--- EXCERPTED TEXT Enclosed Below ---

7. Overlooking model deployment challenges
It is always necessary to restrict the solution to the final requirements of the system that will be used in production, but this is especially evident in the era of Large Language Models. These models not only come in various sizes, each of which yield different results, but are available in different ways, for example, through an API or available for download on huggingface. It would be a great pity to build a shiny, complex RAG application with the newest GPT-4 version to learn, at the end of the project, that actually the LLM needs to be local and cannot exceed 8B parameters.
8. Lack of model monitoring
Like software projects, Data Science projects have their maintenance phase and this is called ‘model monitoring’. It is needed for a very important reason - future data may be different from what you have used in the exploration and training phases, and this is something that you simply cannot account for when developing a solution. Let us consider a simple example of a spam detector. You can imagine that something considered ham at one point becomes spam later (concept drift), maybe because of the number of similar messages that you receive subsequently. Or there are completely new types of spam invented by people who are trying hard to get to your inbox (data drift). If you finish your project without a clear idea of model maintenance, there is a high chance that the client will not use your solution for long.

--- End of Enclosed EXCERPTED TEXT ---
--- RECORDS SHOWN Enclosed Below ---

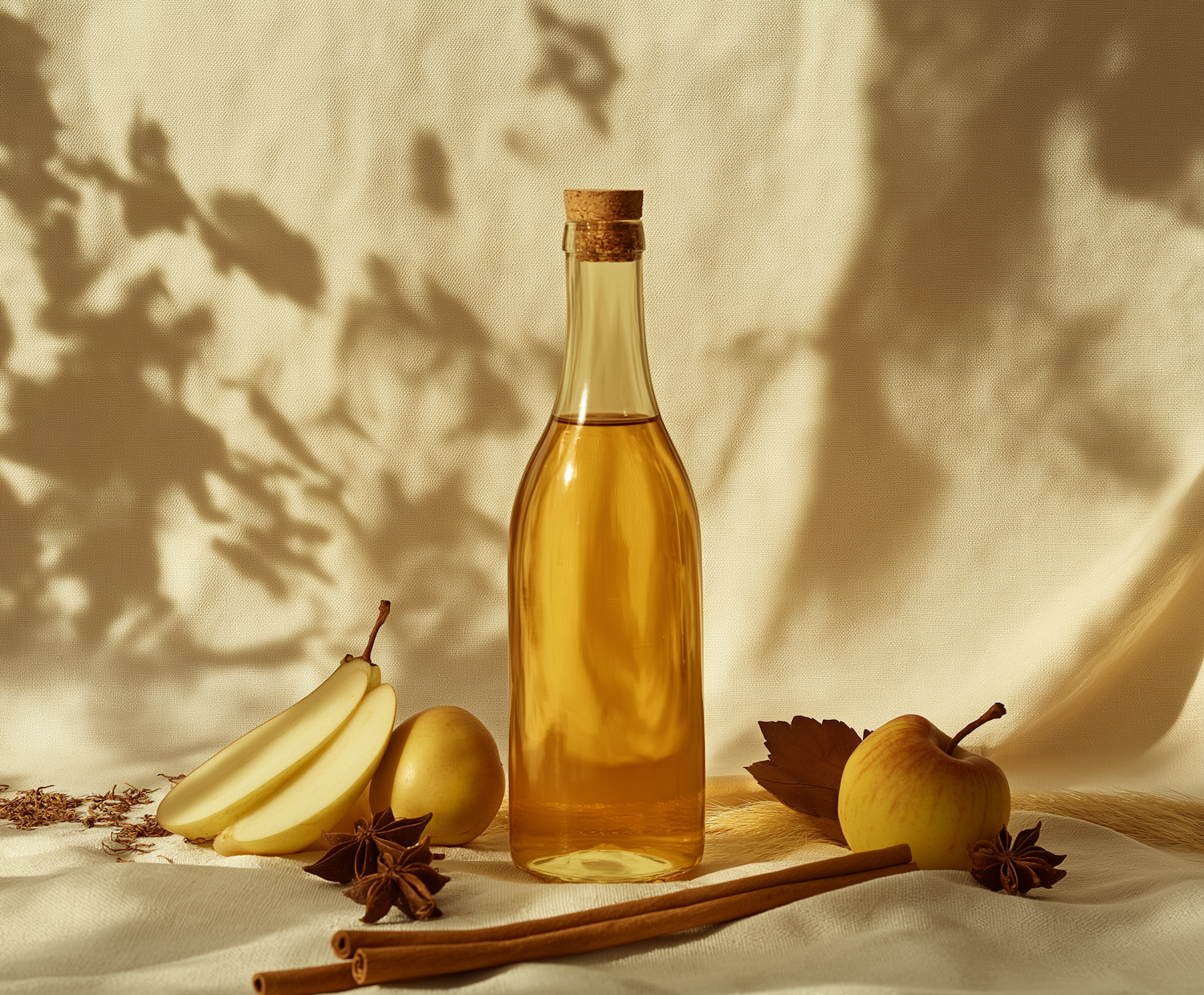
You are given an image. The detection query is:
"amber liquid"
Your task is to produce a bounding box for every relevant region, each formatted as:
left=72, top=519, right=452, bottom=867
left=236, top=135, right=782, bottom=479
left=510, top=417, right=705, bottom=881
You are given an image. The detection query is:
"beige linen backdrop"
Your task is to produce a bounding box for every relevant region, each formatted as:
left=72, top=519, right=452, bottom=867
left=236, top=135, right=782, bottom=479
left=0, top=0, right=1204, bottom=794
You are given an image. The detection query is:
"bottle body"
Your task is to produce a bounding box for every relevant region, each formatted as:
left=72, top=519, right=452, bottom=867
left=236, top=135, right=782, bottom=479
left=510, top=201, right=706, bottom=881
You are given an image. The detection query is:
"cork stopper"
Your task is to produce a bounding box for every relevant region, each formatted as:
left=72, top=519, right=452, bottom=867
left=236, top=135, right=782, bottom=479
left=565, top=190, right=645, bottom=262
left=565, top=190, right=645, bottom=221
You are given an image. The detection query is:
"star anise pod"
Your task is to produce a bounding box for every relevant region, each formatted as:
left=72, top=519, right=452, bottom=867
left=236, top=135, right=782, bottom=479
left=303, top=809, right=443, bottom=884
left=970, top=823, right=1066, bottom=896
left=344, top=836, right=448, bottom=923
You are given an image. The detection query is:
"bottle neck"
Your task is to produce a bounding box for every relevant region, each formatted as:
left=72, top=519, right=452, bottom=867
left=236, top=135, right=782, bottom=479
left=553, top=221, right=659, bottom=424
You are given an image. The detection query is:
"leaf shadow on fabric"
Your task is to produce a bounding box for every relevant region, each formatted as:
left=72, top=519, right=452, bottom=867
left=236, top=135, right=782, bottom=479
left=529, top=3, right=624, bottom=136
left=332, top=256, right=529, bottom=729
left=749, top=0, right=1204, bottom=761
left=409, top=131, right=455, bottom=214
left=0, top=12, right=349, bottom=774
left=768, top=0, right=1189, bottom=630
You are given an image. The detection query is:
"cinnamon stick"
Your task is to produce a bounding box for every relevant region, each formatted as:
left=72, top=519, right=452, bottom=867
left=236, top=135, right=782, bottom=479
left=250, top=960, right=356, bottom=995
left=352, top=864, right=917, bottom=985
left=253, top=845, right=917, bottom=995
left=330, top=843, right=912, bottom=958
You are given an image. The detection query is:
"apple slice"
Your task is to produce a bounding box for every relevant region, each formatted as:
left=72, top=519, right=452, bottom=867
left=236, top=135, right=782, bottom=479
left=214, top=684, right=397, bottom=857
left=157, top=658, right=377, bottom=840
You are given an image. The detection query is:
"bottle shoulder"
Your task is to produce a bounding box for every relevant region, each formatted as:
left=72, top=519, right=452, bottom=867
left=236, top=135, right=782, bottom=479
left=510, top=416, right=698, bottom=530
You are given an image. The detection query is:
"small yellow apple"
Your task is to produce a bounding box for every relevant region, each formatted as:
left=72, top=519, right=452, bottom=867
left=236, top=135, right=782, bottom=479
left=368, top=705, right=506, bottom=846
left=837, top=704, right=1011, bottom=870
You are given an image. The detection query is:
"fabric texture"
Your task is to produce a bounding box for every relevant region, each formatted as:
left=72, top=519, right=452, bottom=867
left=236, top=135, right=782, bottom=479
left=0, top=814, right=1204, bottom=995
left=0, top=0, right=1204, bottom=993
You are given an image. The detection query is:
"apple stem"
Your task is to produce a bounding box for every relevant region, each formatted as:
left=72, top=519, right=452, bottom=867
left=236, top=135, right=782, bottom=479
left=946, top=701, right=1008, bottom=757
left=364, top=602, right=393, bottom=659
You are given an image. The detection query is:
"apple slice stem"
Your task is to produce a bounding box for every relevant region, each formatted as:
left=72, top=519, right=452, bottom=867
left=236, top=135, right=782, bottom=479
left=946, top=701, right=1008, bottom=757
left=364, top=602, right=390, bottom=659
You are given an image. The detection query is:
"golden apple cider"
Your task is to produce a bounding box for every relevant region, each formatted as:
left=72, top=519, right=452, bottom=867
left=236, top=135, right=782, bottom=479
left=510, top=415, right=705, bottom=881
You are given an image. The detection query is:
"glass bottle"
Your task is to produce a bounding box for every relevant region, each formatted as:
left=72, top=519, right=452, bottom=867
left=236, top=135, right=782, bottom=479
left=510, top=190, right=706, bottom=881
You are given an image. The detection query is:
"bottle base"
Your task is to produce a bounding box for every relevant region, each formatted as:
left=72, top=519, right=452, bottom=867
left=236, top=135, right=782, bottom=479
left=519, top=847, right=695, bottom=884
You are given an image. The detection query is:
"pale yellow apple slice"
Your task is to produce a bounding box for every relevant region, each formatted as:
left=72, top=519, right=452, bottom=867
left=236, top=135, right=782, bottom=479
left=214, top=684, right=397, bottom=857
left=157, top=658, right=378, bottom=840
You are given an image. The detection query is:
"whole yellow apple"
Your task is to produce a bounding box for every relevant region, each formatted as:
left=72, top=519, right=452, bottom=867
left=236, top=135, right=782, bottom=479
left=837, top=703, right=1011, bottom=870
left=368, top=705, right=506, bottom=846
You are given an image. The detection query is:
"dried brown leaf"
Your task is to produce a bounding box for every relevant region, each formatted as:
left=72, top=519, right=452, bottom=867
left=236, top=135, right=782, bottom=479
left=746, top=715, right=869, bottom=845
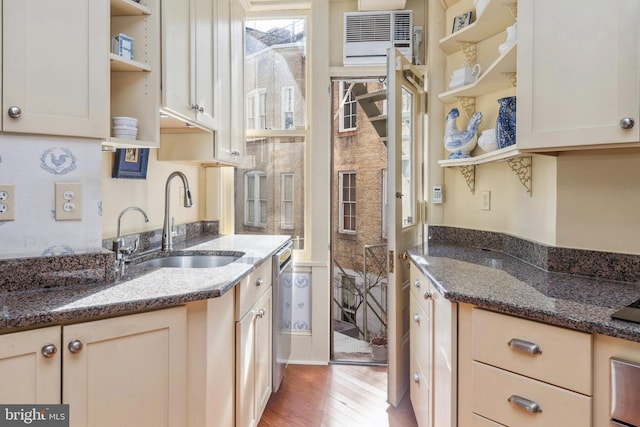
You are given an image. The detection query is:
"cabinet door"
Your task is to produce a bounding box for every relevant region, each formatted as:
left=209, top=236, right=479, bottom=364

--- End of Enclosed RECORDS SHOWN ---

• USING THE INFORMATION:
A: In the text on data science project pitfalls, what term describes a message once considered ham later becoming spam?
B: Proceed with the text on data science project pitfalls, picking up after its final sentence.

• ANSWERS TO THE EXERCISES:
A: Concept drift.

B:
9. Poor communication of results
At the beginning of the project, it is crucial to identify correctly the client's needs in order to make a start and, at the end of the project, it is equally crucial to communicate the results in an actionable way. After months of development, it is easy to think about the project in terms of delivering an optimised metric, such as precision or recall, but a non-technical person may need an explanation that they can understand and relate to.
10. Neglecting cross-functional collaboration
As Data Scientists, we often do not need to have (and realistically cannot have) extensive knowledge in all possible domains, but we have to know what questions to ask and of whom. After establishing the project goal with the stakeholders, it is vital to work closely with them in order to gather the domain knowledge needed to complete the task and to make the solution useful.
As you can see, there are many kinds of errors that a Data Scientist has to be careful to avoid. Interestingly enough, many of them are not strictly technical, but require a broader understanding of managing a commercial project and an ability to get information about requirements from stakeholders. Avoiding any such mistakes is just as important as your technical development when you want to take your Data Science skills to the next level.